| GIVEN PROBLEM 1 |
Please find every line in the listing that contains the word "tennis" and copy each of those lines out.
— BEGIN TEXT —
But this year I feel like Gatsby and I have a whole lot more in common. We both had a dream. We both pictured our lives working out in certain ways. We worked and planned and spent years
trying to build a certain style of life. We both had visions of future Christmas cards, he with Daisy, and me with Josh and the kids. Gatsby pictured himself and Daisy, sitting on a blanket enjoying the scenery of West Egg, talking about nothing, just relieved at the company. I had pictured Josh and me, sitting on the dock at Elk Lake, Josh swinging our baby boy into the water and talking about tying flies for fly-fishing and hunting for frogs. But like Gatsby, there comes a moment when it settles in that all the things we’ve pictured will never happen. And we both think,
This is as happy as we can ever be
. If this person is not in our lives then there is nothing else to look forward to. There is no image of the future on which we can rest comfortably. That person (me, Josh; him, Daisy) is the “incarnation” of our dream. For both of us, the dream dies almost as quickly as it came.
— END TEXT —
— BEGIN SOURCE MATERIAL —
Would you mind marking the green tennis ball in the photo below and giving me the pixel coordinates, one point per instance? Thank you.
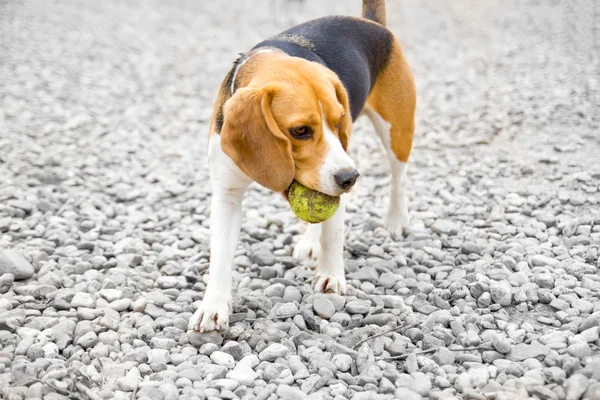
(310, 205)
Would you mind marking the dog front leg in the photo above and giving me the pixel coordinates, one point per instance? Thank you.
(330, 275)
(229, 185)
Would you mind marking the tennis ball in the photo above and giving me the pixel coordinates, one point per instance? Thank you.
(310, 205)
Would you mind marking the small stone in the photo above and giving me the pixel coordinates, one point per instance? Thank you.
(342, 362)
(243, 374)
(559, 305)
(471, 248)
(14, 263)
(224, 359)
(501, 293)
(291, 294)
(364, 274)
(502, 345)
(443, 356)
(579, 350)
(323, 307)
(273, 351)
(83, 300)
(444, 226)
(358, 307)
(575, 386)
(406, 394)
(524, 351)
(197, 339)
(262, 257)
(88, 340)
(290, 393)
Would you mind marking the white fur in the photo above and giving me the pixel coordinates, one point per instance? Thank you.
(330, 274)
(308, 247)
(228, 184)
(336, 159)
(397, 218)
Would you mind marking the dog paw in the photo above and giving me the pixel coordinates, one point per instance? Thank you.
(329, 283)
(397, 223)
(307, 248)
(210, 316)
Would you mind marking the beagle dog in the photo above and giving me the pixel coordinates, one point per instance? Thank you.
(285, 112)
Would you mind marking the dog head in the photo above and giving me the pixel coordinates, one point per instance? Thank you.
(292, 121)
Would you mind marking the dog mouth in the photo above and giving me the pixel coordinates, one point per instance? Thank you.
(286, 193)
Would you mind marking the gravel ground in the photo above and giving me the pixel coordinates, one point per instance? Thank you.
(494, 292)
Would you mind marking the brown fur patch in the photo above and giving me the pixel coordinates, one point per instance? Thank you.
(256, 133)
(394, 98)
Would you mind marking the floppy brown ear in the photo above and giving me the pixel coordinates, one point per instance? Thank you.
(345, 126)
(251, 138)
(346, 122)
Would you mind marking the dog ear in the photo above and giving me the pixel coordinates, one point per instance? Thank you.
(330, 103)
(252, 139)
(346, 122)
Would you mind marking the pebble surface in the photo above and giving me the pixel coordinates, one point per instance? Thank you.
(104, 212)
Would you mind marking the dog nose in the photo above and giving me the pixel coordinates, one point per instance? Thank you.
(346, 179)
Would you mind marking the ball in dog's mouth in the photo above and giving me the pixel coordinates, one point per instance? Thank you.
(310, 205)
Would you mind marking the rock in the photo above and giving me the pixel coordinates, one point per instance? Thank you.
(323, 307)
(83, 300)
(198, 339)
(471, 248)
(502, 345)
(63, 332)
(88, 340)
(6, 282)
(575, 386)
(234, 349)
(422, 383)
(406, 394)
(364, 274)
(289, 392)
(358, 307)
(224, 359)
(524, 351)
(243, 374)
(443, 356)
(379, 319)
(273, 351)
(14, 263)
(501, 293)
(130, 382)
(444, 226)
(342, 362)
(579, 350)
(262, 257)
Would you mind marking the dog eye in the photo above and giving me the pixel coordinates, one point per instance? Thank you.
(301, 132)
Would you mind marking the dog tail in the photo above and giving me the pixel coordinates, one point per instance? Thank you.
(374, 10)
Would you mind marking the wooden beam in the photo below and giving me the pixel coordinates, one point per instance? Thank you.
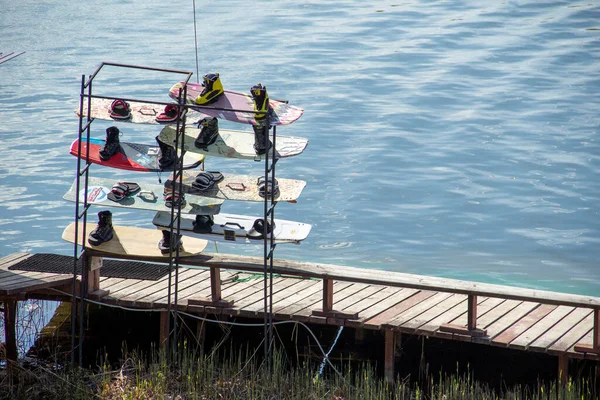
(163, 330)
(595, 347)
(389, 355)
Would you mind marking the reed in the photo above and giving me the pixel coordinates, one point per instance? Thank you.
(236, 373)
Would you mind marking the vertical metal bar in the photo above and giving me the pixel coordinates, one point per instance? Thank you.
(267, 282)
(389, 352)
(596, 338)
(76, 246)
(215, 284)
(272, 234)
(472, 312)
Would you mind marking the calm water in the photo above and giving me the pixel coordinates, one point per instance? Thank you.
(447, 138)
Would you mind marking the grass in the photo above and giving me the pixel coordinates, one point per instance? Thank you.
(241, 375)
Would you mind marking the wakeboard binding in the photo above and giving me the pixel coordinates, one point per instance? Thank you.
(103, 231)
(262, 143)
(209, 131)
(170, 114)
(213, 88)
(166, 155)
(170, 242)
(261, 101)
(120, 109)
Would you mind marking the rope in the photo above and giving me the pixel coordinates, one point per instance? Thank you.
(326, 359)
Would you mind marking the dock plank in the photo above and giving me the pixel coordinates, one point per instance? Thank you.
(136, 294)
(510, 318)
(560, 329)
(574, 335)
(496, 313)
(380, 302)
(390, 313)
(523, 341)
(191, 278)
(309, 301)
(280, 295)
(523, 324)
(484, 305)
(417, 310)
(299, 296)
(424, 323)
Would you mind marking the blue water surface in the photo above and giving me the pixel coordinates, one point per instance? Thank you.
— END SOURCE MATERIAL —
| GIVEN PROBLEM 2 |
Answer these questions from the Gatsby passage above:
(a) What future item did both the writer and Gatsby have visions of?
(b) Where did the writer picture sitting with Josh?
(c) Who is named as the "incarnation" of Gatsby's dream?

| EXPECTED OUTPUT 1 |
Would you mind marking the green tennis ball in the photo below and giving me the pixel coordinates, one point per instance? Thank you.
Would you mind marking the tennis ball in the photo above and giving me the pixel coordinates, one point per instance? Thank you.

| EXPECTED OUTPUT 2 |
(a) Future Christmas cards.
(b) On the dock at Elk Lake.
(c) Daisy.